▸ Excerpt
** START **

An Insider’s Guide to Bermuda: Traditional Codfish Breakfast
Wander around on the early Sunday morning streets of Hamilton and a certain smell will be wafting all around you. It’s the smell of a traditional Bermudian Sunday breakfast. Revered by locals and avoided by tourists, it’s something worth a try for anyone visiting the island. This meal is reserved for Sundays and holidays, as it takes a considerable amount of time to prepare. The original Bermudian meal consists of salted codfish, boiled potatoes, bananas, boiled eggs and avocado. While some might recoil in fear at the ingredient list, for those brave foodies, it’s the authentic Bermudian breakfast.
The original Bermudian meal consists of salted codfish, boiled potatoes, bananas, boiled eggs and avocado. While some might recoil in fear at the ingredient list, for those brave foodies, it’s the authentic Bermudian breakfast.
The tradition of codfish breakfast started during the 18th century when codfish was brought to the island from Newfoundland, Canada, to feed Bermudian slaves. They would consume salted codfish, as it was inexpensive and plentiful. This staple has become the center of Sunday breakfast.

** END **

▸ Exercise tasks
a: Reproduce the passage of the Bermuda codfish breakfast guide starting at "The tradition of" and ending at "of Sunday breakfast.".
b: Name every ingredient the Bermuda codfish breakfast guide gives for the original Bermudian meal.
c: Extend the Bermuda codfish breakfast guide with further writing that picks up after its final sentence.

▸ Data lines
** START **

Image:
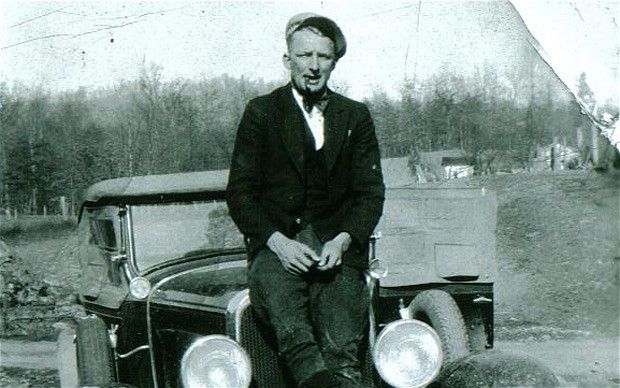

** END **

▸ Task-by-task results
a:
The tradition of codfish breakfast started during the 18th century when codfish was brought to the island from Newfoundland, Canada, to feed Bermudian slaves. They would consume salted codfish, as it was inexpensive and plentiful. This staple has become the center of Sunday breakfast.

b: Salted codfish, boiled potatoes, bananas, boiled eggs, avocado

c:
To prepare this meal you’ll need to:
- Soak the boneless salted codfish overnight and change the water (draining and refilling) twice
- The following morning, before cooking, change the water again
- Boil the codfish for 25 minutes, add 4 whole potatoes and 4 eggs to boil together
- In a separate pan, fry 4 pieces of bacon and shredded onion in 1 tablespoon of olive oil. Add stewed tomatoes, salt, pepper, ketchup and simmer. (An alternative sauce is to substitute butter for the tomatoes and ketchup and continue the recipe as written.)
- When arranging the plate, place a sliced banana, avocado, and a boiled egg. Add the potatoes and salted codfish and cover with sauce. Breakfast is not complete without a side of Johnny cakes or corn bread cakes.
There is a local twist though, although the presentation of the plate with separate ingredients is important, Bermudians smash all of the ingredients together in one bowl before indulging.
For this brave writer to experience what is known as “a real taste of the island”, it involved a rather early wake-up and a trip into town.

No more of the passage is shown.